— start Task input —

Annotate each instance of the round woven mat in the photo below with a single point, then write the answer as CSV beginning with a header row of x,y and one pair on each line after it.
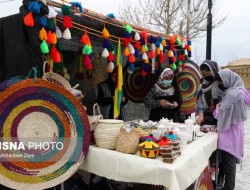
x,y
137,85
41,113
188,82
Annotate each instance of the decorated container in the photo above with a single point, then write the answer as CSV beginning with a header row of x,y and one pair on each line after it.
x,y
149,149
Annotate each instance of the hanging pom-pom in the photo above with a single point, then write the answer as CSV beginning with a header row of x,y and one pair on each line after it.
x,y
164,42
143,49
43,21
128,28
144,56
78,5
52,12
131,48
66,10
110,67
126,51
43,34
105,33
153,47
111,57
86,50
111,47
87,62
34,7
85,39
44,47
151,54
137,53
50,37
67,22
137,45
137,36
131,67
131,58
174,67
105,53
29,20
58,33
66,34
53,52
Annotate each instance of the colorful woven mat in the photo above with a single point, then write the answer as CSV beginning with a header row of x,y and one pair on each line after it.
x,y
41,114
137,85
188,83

— end Task input —
— start Task input —

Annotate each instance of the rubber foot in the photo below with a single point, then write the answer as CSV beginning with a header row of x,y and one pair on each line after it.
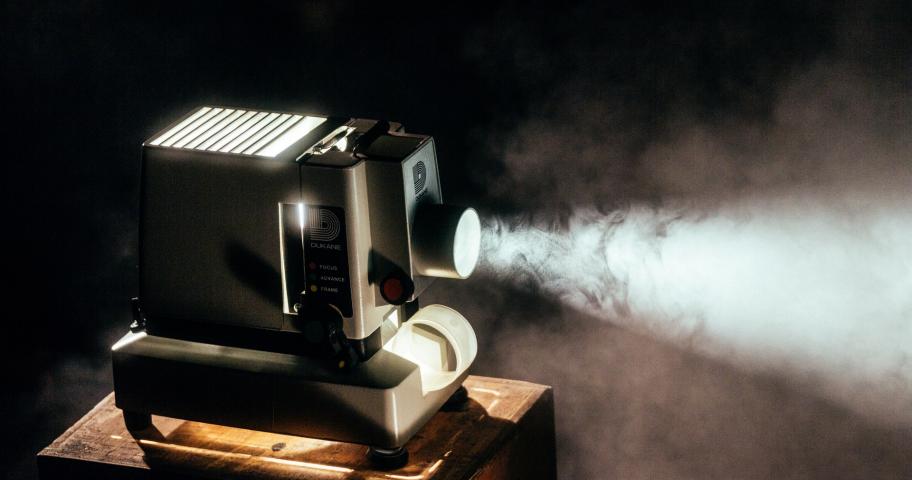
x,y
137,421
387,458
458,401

— end Task input —
— start Task input —

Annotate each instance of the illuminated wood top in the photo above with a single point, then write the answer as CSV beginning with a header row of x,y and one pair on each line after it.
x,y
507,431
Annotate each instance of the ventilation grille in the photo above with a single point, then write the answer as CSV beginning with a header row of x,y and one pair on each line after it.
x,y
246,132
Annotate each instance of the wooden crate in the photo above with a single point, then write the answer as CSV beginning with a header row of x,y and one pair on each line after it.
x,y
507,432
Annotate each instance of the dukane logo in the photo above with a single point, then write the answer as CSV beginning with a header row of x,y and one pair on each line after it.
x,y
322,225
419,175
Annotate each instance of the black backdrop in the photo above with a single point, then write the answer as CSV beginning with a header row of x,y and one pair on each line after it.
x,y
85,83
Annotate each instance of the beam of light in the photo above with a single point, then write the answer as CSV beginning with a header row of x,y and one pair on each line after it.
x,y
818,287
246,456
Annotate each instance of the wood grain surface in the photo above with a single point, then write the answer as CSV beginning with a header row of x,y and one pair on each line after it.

— end Task input —

Instruction ::
Find each line in the data above that contains the word "below", and copy those lines out in full.

Solution for this exercise ::
Annotate each instance of the round woven mat in the photo below with a single point, then write the answer as CSV beginning with a header row of x,y and one pair on each line after it.
Annotate each instance of the rubber foot in the photo below with a single point, then write the answer as CSV beginning with a header row of x,y and one pair on each line after it.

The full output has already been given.